» Excerpts from a dataset:
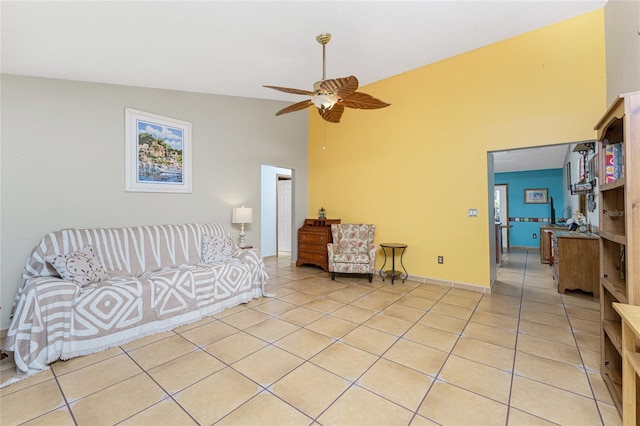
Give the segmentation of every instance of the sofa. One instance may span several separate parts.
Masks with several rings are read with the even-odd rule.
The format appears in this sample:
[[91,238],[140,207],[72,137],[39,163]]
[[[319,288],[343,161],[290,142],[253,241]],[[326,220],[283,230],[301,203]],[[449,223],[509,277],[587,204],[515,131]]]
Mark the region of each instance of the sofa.
[[22,272],[3,345],[17,374],[0,387],[262,297],[267,280],[260,251],[216,223],[49,233]]

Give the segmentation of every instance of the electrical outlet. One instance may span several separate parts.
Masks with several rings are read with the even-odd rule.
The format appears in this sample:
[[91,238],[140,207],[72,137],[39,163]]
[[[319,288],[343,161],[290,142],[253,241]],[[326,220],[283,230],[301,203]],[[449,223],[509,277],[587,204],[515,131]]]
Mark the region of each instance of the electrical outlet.
[[444,256],[438,256],[438,263],[440,264],[444,263]]
[[531,236],[531,238],[533,238],[534,240],[537,240],[537,239],[538,239],[538,234],[534,233],[534,234]]

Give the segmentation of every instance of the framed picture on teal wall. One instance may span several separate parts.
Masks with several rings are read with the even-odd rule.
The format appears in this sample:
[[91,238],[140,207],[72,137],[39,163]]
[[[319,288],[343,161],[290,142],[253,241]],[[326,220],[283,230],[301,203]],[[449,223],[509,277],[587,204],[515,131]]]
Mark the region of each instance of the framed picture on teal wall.
[[524,190],[525,204],[548,204],[549,190],[547,188],[535,188]]

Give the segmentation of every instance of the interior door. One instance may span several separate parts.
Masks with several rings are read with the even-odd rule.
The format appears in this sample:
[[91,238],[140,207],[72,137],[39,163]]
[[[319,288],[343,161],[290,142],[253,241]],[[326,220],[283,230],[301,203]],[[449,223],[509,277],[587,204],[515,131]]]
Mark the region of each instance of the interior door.
[[509,190],[507,185],[500,184],[494,186],[496,219],[502,223],[502,250],[508,252],[511,245],[509,244]]
[[278,251],[291,253],[291,178],[278,176]]

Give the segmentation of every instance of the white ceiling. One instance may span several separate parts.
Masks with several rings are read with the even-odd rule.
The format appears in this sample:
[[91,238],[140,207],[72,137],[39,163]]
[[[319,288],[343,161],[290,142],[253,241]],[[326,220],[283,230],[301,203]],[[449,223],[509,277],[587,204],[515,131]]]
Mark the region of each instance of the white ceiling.
[[3,0],[1,70],[297,102],[262,85],[311,90],[320,33],[327,78],[366,85],[605,3]]
[[493,153],[495,172],[562,169],[569,144],[512,149]]

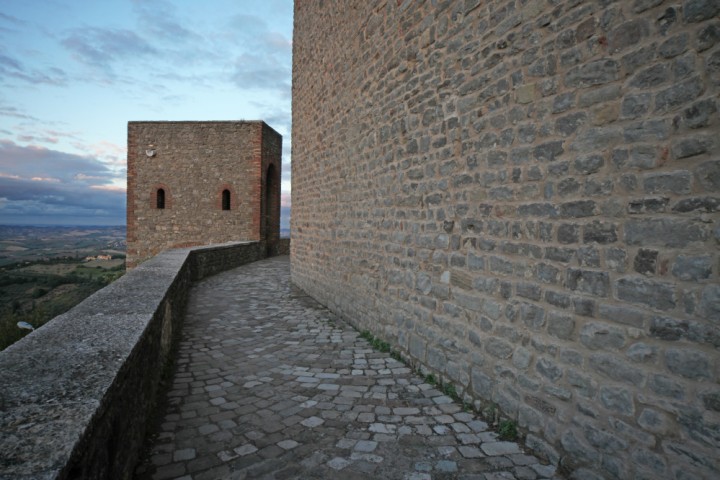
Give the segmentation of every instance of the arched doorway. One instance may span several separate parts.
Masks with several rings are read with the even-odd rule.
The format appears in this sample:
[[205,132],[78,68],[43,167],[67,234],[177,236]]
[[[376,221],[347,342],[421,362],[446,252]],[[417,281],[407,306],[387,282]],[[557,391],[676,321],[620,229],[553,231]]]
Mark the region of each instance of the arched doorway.
[[263,218],[263,236],[267,245],[267,254],[274,255],[280,239],[280,179],[275,165],[270,165],[265,174],[265,215]]

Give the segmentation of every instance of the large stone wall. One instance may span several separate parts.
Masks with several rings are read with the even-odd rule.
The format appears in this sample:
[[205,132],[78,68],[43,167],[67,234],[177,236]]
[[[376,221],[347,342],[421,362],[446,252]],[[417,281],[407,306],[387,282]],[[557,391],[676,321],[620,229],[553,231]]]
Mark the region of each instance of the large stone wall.
[[239,240],[271,246],[280,232],[281,150],[280,134],[259,121],[129,122],[128,267],[167,248]]
[[195,280],[262,242],[170,250],[0,352],[0,479],[129,479]]
[[719,477],[719,14],[295,2],[293,281],[580,478]]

» Your goal:
Retype the data exactly as it stands, but keep the images out of your copy.

» Expected answer:
Give the segmentation of every instance of the sofa. One instance may span several separate parts.
Masks with several rings are read with the even-odd rule.
The format appears in this sample:
[[91,238],[140,207],[72,137],[39,163]]
[[[319,288],[343,161],[290,142],[253,241]],[[326,220],[283,230],[301,203]],[[449,223],[509,277],[587,204],[515,131]]]
Mark the region of each instance of the sofa.
[[22,272],[3,345],[17,374],[0,387],[262,297],[267,280],[260,251],[216,223],[49,233]]

Give the segmentation of every instance of the electrical outlet. One instance may span several separate parts.
Masks with several rings are read with the even-odd rule.
The format appears in this sample:
[[91,238],[140,207],[72,137],[39,163]]
[[[319,288],[343,161],[290,142],[253,241]],[[326,220],[283,230],[301,203]],[[449,223],[509,277],[587,204],[515,131]]]
Mark the region of each instance of the electrical outlet.
[[444,256],[438,256],[438,263],[440,264],[444,263]]
[[531,236],[531,238],[533,238],[534,240],[537,240],[537,239],[538,239],[538,234],[534,233],[534,234]]

Give the segmentation of every instance of the framed picture on teal wall. One instance may span several separate parts.
Masks with several rings are read with the even-odd rule.
The format appears in this sample:
[[91,238],[140,207],[72,137],[39,163]]
[[[319,288],[343,161],[290,142],[253,241]],[[326,220],[283,230],[301,203]],[[449,223],[509,277],[587,204],[515,131]]]
Mark the region of each instance of the framed picture on teal wall.
[[524,190],[525,204],[548,204],[549,190],[547,188],[535,188]]

Give the segmentation of every instance of the interior door. One instance may span several separate parts.
Masks with several rings are read with the even-odd rule.
The format appears in this sample:
[[91,238],[140,207],[72,137],[39,163]]
[[[319,288],[343,161],[290,142],[253,241]],[[326,220],[283,230],[301,203]],[[449,223],[509,277],[587,204],[515,131]]]
Mark the region of each instance of the interior door.
[[509,190],[507,185],[500,184],[494,186],[496,219],[502,223],[502,250],[508,252],[511,245],[509,244]]
[[278,251],[291,253],[291,178],[278,176]]

Give the segmentation of every instance of the white ceiling. One instance may span several separate parts.
Masks with several rings are read with the even-odd rule.
The format appears in this sample:
[[91,238],[140,207],[72,137],[39,163]]
[[[319,288],[343,161],[290,142],[253,241]],[[326,220],[283,230],[301,203]],[[449,223],[509,277],[587,204],[515,131]]]
Mark the region of each instance of the white ceiling.
[[3,0],[1,70],[297,102],[262,85],[311,90],[320,33],[327,78],[366,85],[605,3]]
[[493,153],[495,172],[562,169],[569,144],[512,149]]

Give the segmentation of every instance of the arched doorway. One instance may span several separate parts.
Masks with several rings are read with the even-odd rule.
The format appears in this sample:
[[205,132],[78,68],[43,167],[67,234],[177,236]]
[[[376,221],[347,342],[421,362],[446,252]],[[417,281],[407,306],[387,282]],[[557,391],[676,321],[620,229],[553,231]]]
Mark the region of each instance of the arched doorway.
[[263,218],[263,236],[267,245],[267,254],[274,255],[280,239],[280,179],[275,165],[270,165],[265,174],[265,215]]

Give the segmentation of every instance of the large stone wall. One instance may span several separate parts.
Masks with several rings are read with the even-odd rule.
The format appears in this sample:
[[205,132],[78,68],[43,167],[67,234],[177,236]]
[[[376,221],[347,342],[421,362],[446,252]],[[417,281],[407,306],[387,282]],[[557,391],[676,321],[620,229],[553,231]]]
Mark the region of each instance of the large stone wall.
[[239,240],[271,246],[280,232],[281,150],[280,134],[259,121],[129,122],[128,267],[167,248]]
[[195,280],[262,242],[170,250],[0,352],[0,479],[129,479]]
[[719,477],[719,14],[295,2],[293,281],[580,478]]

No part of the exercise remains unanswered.